→ EXCERPT PROVIDED:
Chester and Robert DeLeo spoke to 91x

Chester and Robert talked to 91X about making sure that everyone was okay with Chester becoming the frontman of another band, as well about how the whole process of coming together started in general. Robert also spoke about Scott Weiland and his tour, as well as Scott playing old STP songs on his own.

 

Listen here.

Another, funny, audio interview with Chester and Robert DeLeo with KISW you can hear HERE. Make sure to tune in, it’s super hilarious ;)

Robert DeLeo: ‘It was a very difficult decision to terminate the face of the band’

Fellow Stone Temple Pilots Robert DeLeo and Chester Bennington, now pulling double duty as frontman for both Linkin Park and STP, sat down with Rolling Stone recently in North Hollywood. Before a revealing hour-long interview, DeLeo brought a reporter his laptop and a pair of headphones to hear the band’s forthcoming EP, High Rise.

→ OBJECTIVE: Duplicate word for word the stretch of the interview piece above that begins at the words containing "Another, funny, audio" and stops after "forthcoming EP, High Rise.".

→ EXTRACTED INFORMATION:
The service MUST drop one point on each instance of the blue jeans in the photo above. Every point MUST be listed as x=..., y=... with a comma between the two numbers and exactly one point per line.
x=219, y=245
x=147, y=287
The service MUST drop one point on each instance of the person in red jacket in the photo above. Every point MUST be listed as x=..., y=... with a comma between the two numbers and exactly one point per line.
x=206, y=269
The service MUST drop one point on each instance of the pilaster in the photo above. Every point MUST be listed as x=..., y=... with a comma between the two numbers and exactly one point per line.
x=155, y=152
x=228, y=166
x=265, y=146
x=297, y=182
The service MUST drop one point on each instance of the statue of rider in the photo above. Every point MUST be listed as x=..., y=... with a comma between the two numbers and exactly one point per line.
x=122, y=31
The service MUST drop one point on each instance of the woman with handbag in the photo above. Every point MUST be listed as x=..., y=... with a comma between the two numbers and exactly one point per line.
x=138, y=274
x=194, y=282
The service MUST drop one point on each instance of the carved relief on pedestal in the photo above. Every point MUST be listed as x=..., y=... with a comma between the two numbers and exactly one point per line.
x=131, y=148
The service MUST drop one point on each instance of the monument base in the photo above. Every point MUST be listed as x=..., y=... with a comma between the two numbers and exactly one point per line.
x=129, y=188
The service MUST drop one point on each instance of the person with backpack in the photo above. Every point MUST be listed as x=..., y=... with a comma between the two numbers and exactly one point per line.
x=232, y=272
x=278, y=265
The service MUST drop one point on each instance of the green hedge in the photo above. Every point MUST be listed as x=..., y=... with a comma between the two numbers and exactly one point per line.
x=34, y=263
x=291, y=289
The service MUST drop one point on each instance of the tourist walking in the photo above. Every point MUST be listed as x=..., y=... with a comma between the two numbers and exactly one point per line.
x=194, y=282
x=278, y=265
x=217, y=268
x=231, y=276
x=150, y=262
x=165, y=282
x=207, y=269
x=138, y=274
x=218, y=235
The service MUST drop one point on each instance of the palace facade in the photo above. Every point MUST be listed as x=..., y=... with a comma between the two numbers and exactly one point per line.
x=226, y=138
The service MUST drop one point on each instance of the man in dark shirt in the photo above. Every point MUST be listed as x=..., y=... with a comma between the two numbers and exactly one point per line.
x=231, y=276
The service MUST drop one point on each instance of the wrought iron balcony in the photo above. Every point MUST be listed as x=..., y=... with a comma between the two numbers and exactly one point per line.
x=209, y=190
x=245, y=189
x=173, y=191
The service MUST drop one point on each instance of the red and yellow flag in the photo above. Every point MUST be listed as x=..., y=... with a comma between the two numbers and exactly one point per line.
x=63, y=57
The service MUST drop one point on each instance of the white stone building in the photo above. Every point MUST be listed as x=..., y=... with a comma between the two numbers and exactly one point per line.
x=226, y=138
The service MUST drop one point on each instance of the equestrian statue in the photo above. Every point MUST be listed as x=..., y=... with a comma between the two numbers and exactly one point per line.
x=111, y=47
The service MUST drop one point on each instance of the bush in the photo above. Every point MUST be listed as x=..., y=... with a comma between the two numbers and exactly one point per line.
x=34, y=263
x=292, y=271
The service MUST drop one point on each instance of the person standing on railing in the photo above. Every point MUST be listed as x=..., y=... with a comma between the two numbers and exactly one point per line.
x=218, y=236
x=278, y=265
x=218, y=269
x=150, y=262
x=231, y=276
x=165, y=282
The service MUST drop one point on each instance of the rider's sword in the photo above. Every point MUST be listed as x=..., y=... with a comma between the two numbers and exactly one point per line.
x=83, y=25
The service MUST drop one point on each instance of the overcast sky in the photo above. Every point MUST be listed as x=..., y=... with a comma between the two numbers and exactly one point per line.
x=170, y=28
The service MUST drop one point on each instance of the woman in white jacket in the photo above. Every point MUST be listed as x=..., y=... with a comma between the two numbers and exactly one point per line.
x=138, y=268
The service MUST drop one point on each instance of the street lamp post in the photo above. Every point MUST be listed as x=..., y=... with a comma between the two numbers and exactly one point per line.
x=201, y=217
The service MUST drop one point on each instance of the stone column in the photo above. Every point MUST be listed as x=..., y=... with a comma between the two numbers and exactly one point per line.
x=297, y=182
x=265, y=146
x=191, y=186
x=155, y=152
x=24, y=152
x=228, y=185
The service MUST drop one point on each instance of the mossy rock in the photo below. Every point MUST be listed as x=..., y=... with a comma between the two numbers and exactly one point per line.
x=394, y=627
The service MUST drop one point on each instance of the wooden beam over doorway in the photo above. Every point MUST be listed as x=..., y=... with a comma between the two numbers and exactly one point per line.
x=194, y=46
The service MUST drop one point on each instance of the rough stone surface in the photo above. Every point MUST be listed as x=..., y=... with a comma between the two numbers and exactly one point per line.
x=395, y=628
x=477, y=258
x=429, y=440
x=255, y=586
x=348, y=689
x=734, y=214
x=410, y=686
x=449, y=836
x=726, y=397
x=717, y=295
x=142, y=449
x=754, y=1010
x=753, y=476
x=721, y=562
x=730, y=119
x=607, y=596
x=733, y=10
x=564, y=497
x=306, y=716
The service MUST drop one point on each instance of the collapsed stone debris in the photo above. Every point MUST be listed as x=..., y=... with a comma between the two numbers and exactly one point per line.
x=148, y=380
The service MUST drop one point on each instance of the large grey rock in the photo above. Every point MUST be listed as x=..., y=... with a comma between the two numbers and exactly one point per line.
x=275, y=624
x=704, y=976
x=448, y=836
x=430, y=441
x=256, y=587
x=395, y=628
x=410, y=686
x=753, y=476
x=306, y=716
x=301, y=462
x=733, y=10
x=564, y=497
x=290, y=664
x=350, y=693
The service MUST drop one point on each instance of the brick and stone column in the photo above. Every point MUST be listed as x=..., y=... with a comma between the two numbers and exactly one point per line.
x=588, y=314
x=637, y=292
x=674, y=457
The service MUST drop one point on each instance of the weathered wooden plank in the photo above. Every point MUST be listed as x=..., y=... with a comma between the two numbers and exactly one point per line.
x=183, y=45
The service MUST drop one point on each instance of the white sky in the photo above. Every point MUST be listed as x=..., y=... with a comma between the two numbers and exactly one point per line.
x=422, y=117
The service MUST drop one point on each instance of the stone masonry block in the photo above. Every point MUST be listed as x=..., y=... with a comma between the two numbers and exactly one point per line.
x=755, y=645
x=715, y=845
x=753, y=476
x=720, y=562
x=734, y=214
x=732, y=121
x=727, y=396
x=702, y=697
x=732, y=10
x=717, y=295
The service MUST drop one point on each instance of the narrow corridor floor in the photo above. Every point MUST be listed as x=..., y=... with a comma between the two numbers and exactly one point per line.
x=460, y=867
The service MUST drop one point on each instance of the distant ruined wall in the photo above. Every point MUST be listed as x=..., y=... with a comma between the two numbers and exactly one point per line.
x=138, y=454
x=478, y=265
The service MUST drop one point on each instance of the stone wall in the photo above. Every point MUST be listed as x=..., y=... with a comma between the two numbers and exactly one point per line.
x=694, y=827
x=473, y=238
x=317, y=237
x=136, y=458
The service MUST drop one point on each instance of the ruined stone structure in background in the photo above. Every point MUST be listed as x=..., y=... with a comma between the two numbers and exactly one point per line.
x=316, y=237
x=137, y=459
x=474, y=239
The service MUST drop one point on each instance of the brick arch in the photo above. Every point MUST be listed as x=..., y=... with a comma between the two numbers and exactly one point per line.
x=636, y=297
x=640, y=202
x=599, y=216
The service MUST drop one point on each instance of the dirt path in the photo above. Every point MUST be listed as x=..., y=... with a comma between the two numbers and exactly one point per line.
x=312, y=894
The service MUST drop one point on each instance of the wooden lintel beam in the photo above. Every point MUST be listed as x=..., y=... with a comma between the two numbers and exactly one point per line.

---

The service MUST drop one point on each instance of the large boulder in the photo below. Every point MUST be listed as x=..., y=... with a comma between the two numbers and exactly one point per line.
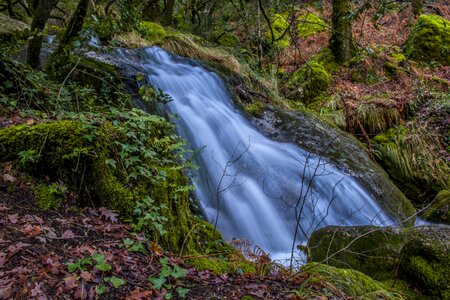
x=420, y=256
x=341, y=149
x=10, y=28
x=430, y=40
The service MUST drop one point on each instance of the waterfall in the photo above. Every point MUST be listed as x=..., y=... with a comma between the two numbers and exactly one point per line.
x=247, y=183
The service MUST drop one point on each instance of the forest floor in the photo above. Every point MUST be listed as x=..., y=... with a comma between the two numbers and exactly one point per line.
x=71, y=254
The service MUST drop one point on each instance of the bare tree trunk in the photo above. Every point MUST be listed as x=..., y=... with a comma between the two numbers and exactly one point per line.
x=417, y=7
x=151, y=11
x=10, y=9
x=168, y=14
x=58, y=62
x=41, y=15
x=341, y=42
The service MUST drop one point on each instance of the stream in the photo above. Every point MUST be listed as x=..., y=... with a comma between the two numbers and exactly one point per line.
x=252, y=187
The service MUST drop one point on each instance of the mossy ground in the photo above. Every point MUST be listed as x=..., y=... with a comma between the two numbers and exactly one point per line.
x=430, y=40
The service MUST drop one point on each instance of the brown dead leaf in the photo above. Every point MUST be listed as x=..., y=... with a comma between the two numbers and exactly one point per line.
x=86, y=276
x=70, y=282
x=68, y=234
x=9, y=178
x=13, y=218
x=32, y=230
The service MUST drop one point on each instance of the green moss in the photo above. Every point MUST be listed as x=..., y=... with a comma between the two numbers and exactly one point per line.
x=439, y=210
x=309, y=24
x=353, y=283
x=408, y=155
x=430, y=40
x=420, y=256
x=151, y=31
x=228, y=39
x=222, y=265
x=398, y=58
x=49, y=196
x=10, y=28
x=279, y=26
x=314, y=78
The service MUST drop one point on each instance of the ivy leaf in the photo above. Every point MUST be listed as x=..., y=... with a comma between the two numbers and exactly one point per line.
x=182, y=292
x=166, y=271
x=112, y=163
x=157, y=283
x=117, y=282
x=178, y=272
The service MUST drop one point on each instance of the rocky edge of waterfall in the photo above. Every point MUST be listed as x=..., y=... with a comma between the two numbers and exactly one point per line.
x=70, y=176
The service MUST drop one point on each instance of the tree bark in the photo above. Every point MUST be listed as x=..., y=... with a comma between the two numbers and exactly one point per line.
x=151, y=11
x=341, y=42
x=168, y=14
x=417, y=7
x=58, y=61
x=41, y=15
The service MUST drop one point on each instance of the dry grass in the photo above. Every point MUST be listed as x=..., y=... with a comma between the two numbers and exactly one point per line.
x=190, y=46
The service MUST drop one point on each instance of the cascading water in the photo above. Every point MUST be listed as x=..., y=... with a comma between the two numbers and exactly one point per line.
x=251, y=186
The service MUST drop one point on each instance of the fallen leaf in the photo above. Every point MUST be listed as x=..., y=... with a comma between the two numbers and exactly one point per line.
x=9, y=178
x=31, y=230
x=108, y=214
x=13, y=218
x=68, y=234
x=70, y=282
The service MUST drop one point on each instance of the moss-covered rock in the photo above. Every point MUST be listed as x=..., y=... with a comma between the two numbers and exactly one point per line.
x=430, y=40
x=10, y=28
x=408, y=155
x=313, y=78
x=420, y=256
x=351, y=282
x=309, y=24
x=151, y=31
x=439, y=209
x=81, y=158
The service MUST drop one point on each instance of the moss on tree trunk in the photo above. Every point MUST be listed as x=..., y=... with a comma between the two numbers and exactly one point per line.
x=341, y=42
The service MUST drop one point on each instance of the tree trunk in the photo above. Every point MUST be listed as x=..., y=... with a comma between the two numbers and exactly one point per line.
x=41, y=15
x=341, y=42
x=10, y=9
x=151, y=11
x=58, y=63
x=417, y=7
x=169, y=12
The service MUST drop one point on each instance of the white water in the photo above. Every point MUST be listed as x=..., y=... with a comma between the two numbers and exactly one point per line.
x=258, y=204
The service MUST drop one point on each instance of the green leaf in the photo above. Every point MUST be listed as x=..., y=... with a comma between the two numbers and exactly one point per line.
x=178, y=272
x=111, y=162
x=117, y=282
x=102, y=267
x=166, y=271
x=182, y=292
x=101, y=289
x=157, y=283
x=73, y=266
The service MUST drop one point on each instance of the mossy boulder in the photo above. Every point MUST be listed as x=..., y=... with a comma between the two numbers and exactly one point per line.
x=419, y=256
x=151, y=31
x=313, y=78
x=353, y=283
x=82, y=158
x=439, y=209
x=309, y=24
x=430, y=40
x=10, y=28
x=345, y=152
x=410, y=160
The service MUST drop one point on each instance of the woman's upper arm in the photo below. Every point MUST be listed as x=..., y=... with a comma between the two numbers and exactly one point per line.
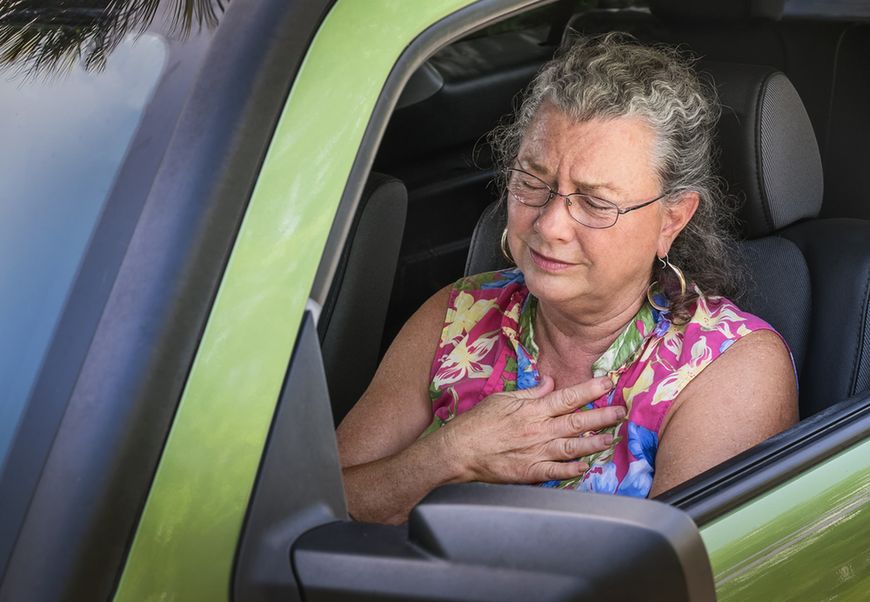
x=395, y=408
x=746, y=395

→ OUTPUT BELOW:
Another, funny, audio interview with Chester and Robert DeLeo with KISW you can hear HERE. Make sure to tune in, it’s super hilarious ;)

Robert DeLeo: ‘It was a very difficult decision to terminate the face of the band’

Fellow Stone Temple Pilots Robert DeLeo and Chester Bennington, now pulling double duty as frontman for both Linkin Park and STP, sat down with Rolling Stone recently in North Hollywood. Before a revealing hour-long interview, DeLeo brought a reporter his laptop and a pair of headphones to hear the band’s forthcoming EP, High Rise.